-------- Passage

SPUG: shell script event loops + wrapping shell utilities

dancerboy dancerboy at strangelight.com
Fri Apr 19 01:42:24 CDT 2002


So, I wanted to add some minor functionality to a couple of shell 
programs (telnet and ftp, specifically) and the simplest way seemed 
to be simply to wrap them in a Perl script, i/e simply make a Perl 
script that opens the program, and pipes input from the terminal 
(keystrokes) through to the program, and passes characters output 
from the program back to the terminal -- occasionally adding some 
extra keystrokes of its own (the added functionality) but mostly just 
acting as a "bidirectional pipe" between the program and the terminal.

----------------

Written task 1: Reproduce the row below line for line, omitting its picture.
Written task 2: Resume the post on wrapping telnet and ftp in a Perl script from the point at which it stops.

-------- Recorded information

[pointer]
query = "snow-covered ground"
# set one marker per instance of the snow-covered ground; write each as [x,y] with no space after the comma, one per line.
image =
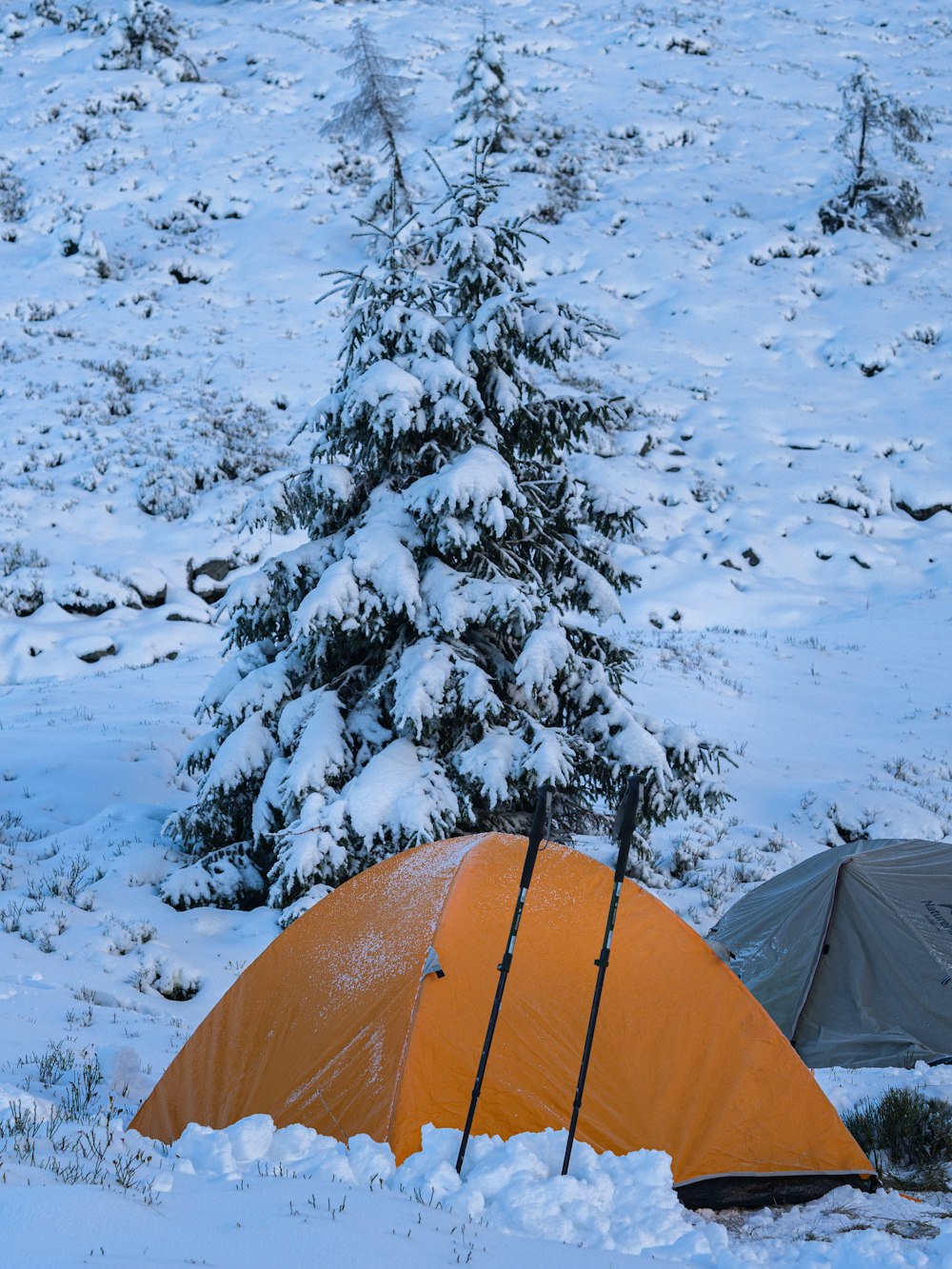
[163,243]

----------------

Expected output 1:
[pointer]
query = "snow-covered ground"
# set one marker per instance of the snow-covered ground; write each as [x,y] with no space after the comma, one per line.
image =
[163,243]

Expected output 2:
Here is the main wrapper part of the ftp version of the script 
(greatly stripped-down for clarity):

____________________________
#!/usr/bin/perl

use strict;
use Fcntl;
use IPC::Open3;

$| = 1;

my $from_term;
my $from_shell;
my $pipe_error;

open(TTY, "+</dev/tty") or die "no tty: $!";
fcntl( TTY, F_SETFL, O_NONBLOCK );

my $pid = open3( \*TO_SHELL, \*FROM_SHELL, \*SHELL_ERR,
         'ftp -v strangelight.com'
);

fcntl( FROM_SHELL, F_SETFL, O_NONBLOCK );
fcntl( SHELL_ERR, F_SETFL, O_NONBLOCK );

my $oldfh = select(FROM_SHELL); $| = 1; select($oldfh);
$oldfh = select(SHELL_ERR); $| = 1; select($oldfh);
$oldfh = select(TTY); $| = 1; select($oldfh);

$SIG{PIPE} = sub { ++$pipe_error; };

while ( not $pipe_error ) {
                 while( defined( $from_term = getc(TTY) ) ) {
                         print TO_SHELL $from_term;
                 }
                 while( defined( $from_shell = getc(FROM_SHELL) ) ) {
                         print $from_shell;
                 }
                 while( defined( $from_shell = getc(SHELL_ERR) ) ) {
                         print $from_shell;
                 }
}

__END__

Now, I have two questions.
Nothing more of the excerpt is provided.